┌─ Extracted entries

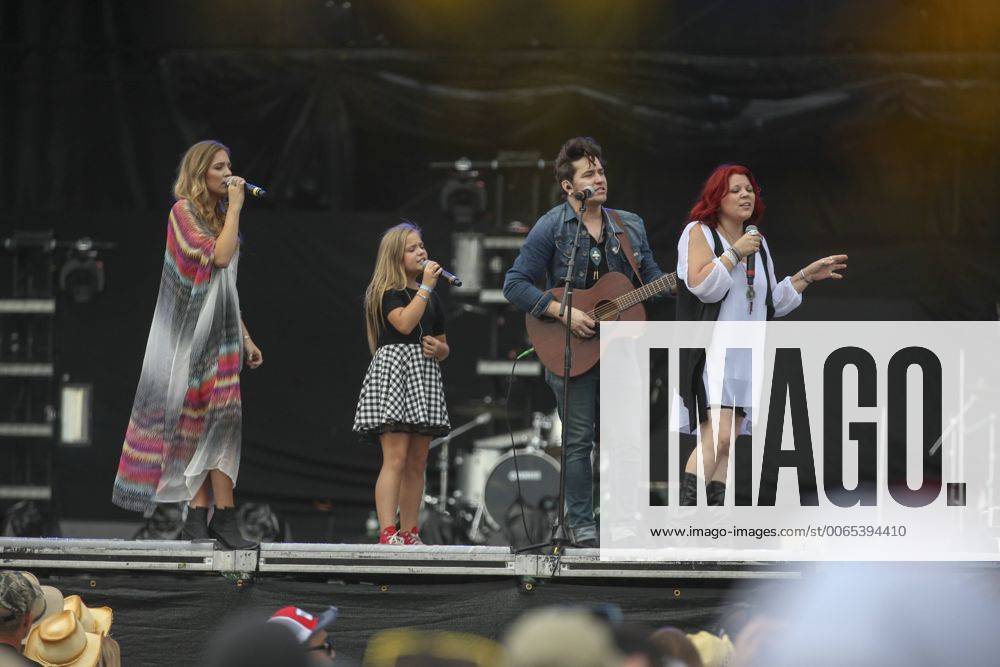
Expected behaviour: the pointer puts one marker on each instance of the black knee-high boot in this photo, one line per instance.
(689, 490)
(223, 527)
(716, 493)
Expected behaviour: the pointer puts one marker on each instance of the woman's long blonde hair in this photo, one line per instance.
(388, 275)
(190, 183)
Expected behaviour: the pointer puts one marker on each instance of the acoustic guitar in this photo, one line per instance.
(612, 298)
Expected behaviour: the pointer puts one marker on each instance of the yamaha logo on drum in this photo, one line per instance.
(526, 476)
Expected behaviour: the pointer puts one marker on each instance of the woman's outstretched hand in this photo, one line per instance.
(828, 267)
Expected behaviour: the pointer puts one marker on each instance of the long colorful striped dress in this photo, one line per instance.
(187, 415)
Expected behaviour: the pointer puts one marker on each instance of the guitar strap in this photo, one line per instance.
(626, 244)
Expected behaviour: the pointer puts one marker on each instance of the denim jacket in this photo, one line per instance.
(547, 248)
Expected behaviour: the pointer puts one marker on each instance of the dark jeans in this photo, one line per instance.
(580, 430)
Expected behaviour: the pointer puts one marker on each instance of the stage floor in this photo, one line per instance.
(359, 559)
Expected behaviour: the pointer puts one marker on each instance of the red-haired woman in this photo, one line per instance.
(713, 286)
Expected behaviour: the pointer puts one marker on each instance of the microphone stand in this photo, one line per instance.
(559, 538)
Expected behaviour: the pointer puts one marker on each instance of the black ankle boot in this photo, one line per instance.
(689, 490)
(223, 528)
(196, 525)
(716, 493)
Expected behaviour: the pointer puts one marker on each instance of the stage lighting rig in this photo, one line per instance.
(463, 196)
(82, 274)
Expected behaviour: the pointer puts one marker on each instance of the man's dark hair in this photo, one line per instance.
(573, 150)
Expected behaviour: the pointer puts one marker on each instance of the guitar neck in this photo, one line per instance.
(647, 291)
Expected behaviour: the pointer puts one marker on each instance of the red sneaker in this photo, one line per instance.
(390, 535)
(411, 537)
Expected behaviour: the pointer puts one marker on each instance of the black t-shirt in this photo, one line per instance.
(597, 262)
(431, 324)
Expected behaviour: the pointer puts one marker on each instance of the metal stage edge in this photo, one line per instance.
(359, 560)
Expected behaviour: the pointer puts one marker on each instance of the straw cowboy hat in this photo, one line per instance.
(59, 641)
(94, 619)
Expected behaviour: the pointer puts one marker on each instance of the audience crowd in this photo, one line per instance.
(855, 617)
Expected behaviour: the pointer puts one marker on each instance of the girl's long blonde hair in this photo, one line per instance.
(388, 275)
(190, 183)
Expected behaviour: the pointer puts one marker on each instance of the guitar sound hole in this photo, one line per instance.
(606, 311)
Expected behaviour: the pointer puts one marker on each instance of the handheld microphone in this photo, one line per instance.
(752, 230)
(254, 190)
(450, 277)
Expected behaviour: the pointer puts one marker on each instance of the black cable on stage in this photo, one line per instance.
(510, 432)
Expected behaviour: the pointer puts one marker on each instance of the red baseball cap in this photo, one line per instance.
(303, 624)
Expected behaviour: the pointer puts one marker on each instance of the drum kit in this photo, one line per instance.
(496, 473)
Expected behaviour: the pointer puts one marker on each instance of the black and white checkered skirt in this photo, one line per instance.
(402, 391)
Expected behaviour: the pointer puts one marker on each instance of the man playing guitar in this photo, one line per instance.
(610, 242)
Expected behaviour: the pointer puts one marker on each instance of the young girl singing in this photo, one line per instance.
(402, 397)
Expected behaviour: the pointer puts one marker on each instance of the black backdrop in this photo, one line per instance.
(872, 127)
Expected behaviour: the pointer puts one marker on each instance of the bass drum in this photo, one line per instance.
(539, 476)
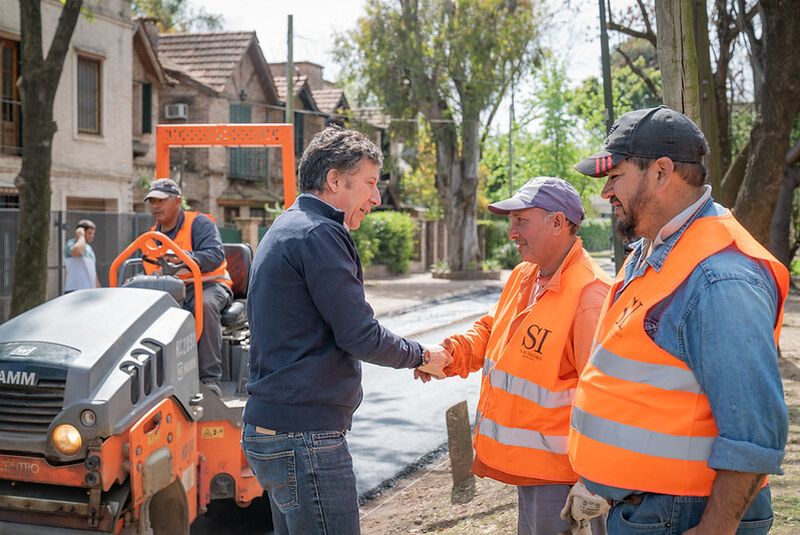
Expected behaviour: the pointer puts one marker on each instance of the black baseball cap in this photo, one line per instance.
(648, 133)
(163, 188)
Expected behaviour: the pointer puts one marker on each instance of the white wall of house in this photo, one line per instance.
(87, 166)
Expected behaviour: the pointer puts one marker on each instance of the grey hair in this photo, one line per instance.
(335, 148)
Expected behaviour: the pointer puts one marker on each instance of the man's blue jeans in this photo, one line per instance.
(309, 478)
(662, 514)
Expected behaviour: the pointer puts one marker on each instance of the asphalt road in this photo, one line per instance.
(399, 419)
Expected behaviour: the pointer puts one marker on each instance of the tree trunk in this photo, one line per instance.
(683, 55)
(39, 83)
(782, 218)
(732, 181)
(776, 110)
(456, 176)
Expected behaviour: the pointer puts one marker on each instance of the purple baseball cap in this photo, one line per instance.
(545, 192)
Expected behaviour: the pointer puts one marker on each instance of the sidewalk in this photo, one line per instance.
(393, 295)
(420, 501)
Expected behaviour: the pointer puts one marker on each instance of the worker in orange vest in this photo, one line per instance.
(680, 412)
(531, 349)
(197, 235)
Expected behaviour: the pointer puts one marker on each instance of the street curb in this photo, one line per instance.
(444, 298)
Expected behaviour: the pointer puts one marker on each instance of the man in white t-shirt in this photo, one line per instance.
(80, 259)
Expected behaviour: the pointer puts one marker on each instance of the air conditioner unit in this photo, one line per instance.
(179, 110)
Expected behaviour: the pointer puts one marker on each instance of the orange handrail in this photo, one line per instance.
(152, 250)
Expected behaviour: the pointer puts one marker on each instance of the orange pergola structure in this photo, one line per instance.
(229, 135)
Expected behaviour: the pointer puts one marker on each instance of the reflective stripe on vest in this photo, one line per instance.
(664, 377)
(641, 420)
(523, 438)
(640, 440)
(524, 407)
(523, 388)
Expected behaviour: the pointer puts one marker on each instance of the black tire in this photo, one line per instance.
(224, 516)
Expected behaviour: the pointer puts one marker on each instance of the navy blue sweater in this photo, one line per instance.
(310, 324)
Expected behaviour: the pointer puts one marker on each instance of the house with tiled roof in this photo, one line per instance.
(329, 99)
(308, 118)
(221, 77)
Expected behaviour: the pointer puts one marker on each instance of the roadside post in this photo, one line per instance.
(459, 446)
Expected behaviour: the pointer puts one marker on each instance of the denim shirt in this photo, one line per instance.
(720, 323)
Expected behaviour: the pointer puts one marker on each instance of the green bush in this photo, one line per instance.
(386, 238)
(367, 241)
(507, 255)
(596, 234)
(495, 233)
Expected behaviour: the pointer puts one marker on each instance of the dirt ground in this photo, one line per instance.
(421, 502)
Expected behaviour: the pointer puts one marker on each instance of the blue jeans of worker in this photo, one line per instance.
(209, 348)
(662, 514)
(309, 478)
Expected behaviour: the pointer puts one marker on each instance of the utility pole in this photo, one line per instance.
(289, 74)
(511, 142)
(619, 252)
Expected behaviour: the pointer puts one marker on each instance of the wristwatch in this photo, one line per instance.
(426, 358)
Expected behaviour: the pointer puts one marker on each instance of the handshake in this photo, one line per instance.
(436, 359)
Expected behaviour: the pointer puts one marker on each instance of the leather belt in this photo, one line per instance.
(633, 499)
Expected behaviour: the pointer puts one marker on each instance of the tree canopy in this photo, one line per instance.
(448, 62)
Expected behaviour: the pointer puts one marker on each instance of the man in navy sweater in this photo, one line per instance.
(310, 328)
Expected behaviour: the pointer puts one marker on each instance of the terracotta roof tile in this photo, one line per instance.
(329, 100)
(207, 57)
(280, 85)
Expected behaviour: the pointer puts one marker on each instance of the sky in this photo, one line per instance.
(573, 36)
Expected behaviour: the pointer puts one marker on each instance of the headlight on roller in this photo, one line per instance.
(88, 418)
(66, 439)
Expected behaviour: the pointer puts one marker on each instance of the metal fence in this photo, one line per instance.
(114, 233)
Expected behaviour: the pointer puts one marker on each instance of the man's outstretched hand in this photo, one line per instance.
(438, 359)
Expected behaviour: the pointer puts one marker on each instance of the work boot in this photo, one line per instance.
(212, 385)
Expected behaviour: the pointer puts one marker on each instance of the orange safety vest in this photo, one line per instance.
(641, 421)
(524, 407)
(183, 239)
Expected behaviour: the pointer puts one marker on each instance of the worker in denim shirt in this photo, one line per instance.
(680, 413)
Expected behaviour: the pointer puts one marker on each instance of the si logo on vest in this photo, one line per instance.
(533, 342)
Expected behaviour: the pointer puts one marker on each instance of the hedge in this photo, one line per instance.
(596, 234)
(387, 238)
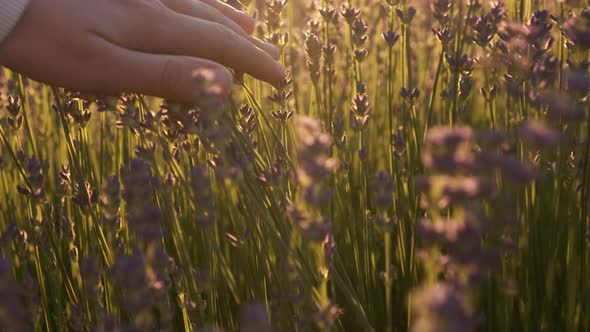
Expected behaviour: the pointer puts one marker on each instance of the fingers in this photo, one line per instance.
(243, 19)
(173, 33)
(239, 23)
(168, 76)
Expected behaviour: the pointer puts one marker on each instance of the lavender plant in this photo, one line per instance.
(424, 167)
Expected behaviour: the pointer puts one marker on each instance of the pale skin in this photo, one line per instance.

└─

▶ What to produce
Arrange the part of the listing that opens with the line containing "plant in this photo, one line per instance." and runs through the end of the listing as a Markdown table with the columns Row and Line. Number each line in order and leave out blank lines.

▶ The response
| Row | Line |
|---|---|
| 1 | Expected behaviour: the pointer puts one marker on each instance of the lavender plant in this photo, one line per instance. |
| 2 | (424, 167) |
| 3 | Expected behaviour: the pointer puts one marker on each instance of the pale skin in this photo, one line per instance. |